• _WORK TO DO_: Please continue the passage below about migrant workers in the Gulf and the podcast series that records their stories, picking up after its final sentence.

Recent estimates indicate that there are between 29 and 35 million migrant workers present in the Gulf. Many migrant workers in Qatar and in other Gulf states live and work in difficult conditions and have limited financial resources or social capital to improve their situations. A great deal of international criticism has focused on Qatar for shortfalls in upholding migrants’ labor rights. But conditions of precarity experienced by this group of workers are also globally relevant, as temporary labor migrants have increasingly become a visible part of workforces in many industrialized nations. In parts of the world that have long served as destinations for migration and settlement, there has been a shift towards addressing labor shortages through temporary migration programs.

Policy reports and journalistic articles typically represent migrant workers either as agency-less victims or else as potential socioeconomic threats to the societies that host them. There are countless academic and scholarly publications that focus on labor migrants as objects of study. The space restrictions in written reports and journal articles mean that migrant stories are often quoted in short snippets or distilled to emphasize the author’s core arguments, which inevitably ends up presenting fractured and simplistic narratives. In this podcast series, we asked individuals to tell us their stories in free form and to focus on what they feel is most significant.

• _LISTED RECORDS_:

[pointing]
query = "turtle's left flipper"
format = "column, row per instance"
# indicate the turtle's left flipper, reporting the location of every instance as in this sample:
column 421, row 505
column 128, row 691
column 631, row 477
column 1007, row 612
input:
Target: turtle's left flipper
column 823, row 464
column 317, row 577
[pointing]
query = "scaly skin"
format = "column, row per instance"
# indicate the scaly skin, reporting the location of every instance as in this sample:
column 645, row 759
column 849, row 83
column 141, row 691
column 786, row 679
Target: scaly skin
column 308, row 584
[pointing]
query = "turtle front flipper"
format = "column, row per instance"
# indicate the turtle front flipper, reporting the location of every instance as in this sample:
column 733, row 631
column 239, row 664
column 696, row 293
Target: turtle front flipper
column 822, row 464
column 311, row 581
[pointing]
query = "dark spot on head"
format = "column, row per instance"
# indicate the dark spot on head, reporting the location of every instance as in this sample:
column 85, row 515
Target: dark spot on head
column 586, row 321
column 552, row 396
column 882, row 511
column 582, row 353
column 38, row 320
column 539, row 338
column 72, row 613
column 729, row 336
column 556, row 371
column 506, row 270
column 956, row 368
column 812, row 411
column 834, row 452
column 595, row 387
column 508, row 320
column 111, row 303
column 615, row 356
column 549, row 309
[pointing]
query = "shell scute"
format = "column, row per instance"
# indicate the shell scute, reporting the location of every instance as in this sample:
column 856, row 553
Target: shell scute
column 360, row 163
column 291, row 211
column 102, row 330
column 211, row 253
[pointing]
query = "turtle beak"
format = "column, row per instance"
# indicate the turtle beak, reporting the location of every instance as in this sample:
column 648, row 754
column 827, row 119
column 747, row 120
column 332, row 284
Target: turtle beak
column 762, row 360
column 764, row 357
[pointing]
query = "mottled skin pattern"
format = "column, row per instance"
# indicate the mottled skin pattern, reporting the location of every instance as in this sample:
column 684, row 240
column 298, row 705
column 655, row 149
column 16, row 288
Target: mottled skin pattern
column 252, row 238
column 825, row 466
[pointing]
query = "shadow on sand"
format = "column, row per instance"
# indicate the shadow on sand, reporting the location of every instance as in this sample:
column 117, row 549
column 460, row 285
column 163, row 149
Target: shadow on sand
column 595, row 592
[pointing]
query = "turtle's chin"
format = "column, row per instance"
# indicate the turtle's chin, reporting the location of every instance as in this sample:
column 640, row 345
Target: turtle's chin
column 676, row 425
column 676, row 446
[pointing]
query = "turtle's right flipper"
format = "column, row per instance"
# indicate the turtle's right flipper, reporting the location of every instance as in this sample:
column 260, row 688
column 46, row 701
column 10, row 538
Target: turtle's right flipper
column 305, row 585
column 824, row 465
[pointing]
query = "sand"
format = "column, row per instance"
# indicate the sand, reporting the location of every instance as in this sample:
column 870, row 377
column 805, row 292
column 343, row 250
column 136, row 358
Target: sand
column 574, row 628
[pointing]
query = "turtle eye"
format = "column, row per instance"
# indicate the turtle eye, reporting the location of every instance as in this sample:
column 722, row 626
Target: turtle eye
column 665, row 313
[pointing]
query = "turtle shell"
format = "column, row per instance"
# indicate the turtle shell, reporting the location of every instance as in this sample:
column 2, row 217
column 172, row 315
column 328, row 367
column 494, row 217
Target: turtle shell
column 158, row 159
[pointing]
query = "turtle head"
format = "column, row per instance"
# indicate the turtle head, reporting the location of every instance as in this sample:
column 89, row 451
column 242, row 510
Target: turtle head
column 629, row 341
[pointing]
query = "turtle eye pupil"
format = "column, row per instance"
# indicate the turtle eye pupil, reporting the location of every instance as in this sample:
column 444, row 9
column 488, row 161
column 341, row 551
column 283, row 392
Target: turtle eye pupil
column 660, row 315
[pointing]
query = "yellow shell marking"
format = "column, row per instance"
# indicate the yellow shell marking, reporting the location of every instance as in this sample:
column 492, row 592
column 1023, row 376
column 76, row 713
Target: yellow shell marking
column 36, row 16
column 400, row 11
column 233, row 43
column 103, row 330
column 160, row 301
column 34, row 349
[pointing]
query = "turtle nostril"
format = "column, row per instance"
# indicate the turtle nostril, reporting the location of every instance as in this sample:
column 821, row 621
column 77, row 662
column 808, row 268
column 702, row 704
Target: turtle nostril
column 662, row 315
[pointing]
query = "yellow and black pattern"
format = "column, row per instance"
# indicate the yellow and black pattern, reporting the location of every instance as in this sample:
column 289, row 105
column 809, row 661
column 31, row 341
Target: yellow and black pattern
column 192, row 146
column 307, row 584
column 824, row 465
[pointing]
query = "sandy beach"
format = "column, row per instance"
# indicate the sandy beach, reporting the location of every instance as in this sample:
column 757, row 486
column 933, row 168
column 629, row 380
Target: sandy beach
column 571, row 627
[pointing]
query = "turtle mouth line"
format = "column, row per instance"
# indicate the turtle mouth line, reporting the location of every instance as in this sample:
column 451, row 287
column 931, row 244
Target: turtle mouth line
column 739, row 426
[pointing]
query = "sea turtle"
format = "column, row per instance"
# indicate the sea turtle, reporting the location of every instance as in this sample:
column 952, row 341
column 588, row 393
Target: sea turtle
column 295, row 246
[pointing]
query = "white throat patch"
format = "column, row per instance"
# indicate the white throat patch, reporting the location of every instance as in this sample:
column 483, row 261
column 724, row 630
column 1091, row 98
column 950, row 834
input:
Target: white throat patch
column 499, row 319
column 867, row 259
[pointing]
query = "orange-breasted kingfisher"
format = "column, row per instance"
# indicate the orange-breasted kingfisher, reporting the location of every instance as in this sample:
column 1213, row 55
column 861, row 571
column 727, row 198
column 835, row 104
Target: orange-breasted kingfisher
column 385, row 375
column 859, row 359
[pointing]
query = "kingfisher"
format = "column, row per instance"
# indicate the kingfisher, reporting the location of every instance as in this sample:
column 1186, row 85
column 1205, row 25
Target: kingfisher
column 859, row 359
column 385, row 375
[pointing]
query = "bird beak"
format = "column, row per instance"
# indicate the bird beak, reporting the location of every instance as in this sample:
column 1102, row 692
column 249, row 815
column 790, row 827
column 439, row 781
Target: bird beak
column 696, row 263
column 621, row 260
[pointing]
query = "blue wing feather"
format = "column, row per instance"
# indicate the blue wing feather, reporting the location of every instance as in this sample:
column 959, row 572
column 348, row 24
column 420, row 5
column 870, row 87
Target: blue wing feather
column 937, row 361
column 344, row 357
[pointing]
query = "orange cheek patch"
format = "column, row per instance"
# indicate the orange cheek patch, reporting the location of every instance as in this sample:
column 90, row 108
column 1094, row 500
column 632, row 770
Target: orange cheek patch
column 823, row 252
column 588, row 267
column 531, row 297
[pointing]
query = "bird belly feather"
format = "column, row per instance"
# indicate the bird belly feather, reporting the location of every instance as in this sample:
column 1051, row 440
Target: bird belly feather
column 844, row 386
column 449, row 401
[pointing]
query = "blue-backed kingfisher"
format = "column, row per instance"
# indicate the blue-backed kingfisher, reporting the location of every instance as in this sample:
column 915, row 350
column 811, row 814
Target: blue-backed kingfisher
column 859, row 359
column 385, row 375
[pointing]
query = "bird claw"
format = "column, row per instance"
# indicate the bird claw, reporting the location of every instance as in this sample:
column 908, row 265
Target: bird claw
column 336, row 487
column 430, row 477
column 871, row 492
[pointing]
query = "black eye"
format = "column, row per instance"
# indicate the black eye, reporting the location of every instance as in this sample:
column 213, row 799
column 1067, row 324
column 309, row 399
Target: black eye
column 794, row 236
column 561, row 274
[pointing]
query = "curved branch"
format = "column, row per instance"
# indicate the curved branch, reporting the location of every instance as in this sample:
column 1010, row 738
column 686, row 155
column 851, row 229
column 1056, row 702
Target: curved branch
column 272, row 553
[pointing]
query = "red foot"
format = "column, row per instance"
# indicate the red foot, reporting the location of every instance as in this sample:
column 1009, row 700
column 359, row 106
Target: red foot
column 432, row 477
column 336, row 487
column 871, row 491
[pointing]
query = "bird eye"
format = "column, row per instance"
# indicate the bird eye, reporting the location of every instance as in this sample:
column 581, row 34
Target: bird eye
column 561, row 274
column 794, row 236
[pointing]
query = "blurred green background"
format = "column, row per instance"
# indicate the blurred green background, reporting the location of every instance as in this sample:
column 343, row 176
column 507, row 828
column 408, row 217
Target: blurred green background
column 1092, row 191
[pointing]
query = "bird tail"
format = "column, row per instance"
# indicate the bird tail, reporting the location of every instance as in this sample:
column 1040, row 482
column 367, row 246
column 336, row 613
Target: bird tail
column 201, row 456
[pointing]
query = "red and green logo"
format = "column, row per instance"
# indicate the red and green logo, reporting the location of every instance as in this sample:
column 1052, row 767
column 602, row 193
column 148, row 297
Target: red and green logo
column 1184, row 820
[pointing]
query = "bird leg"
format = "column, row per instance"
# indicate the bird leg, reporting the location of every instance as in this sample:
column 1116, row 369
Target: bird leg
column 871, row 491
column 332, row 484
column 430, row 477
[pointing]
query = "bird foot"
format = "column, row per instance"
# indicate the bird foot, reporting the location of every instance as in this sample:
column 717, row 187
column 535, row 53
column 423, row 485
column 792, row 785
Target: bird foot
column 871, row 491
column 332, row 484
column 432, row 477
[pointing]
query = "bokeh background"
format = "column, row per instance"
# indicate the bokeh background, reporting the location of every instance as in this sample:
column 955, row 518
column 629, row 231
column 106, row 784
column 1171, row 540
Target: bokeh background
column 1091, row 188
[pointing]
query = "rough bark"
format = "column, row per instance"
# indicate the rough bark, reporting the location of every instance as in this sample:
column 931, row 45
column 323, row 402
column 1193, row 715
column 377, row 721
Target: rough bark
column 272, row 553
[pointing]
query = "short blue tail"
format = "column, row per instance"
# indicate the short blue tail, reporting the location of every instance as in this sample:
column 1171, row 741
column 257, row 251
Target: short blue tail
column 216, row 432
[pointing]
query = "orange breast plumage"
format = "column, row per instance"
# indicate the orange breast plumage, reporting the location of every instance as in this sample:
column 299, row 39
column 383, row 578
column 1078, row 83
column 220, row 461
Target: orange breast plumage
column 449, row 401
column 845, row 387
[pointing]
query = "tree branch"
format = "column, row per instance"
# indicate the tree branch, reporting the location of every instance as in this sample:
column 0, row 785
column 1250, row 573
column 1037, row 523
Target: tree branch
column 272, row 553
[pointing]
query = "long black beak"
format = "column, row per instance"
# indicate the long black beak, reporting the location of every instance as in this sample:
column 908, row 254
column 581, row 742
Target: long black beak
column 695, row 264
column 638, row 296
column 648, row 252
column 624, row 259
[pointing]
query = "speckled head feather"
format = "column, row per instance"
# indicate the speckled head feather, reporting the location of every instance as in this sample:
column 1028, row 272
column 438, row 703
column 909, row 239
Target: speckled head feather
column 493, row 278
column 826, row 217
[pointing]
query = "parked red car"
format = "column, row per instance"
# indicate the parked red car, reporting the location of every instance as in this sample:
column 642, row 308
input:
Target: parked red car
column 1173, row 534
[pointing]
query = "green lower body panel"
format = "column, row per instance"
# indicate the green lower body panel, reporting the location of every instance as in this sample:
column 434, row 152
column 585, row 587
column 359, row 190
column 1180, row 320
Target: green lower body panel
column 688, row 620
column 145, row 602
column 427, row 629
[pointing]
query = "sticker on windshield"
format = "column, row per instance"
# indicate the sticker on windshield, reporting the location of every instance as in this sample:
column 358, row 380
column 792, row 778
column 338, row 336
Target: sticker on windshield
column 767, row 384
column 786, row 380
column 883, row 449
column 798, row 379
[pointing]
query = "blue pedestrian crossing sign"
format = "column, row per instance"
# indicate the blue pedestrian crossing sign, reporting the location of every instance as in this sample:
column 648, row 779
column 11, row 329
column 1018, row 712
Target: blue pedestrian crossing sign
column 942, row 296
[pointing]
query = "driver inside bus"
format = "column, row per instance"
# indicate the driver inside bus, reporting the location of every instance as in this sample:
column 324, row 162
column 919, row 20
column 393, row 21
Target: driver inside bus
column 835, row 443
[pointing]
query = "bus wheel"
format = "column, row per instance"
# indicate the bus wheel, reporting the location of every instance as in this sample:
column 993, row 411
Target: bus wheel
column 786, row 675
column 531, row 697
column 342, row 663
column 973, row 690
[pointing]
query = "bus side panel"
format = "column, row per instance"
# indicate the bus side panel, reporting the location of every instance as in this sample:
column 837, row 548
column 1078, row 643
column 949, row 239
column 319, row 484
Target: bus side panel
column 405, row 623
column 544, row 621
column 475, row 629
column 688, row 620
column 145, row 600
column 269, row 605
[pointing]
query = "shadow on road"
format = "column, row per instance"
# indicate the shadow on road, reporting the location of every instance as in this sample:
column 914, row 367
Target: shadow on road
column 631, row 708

• _RESPONSE BELOW_:
This podcast series, which features participants from a number of African and Asian sending countries, seeks to give migrants in Qatar an opportunity to tell their stories, in their own words and in their own way. While each of the episodes in this podcast chronicles an individual’s unique experiences, it is also representative of a much larger story—the story of millions of temporary labor migrants living and working all around the world.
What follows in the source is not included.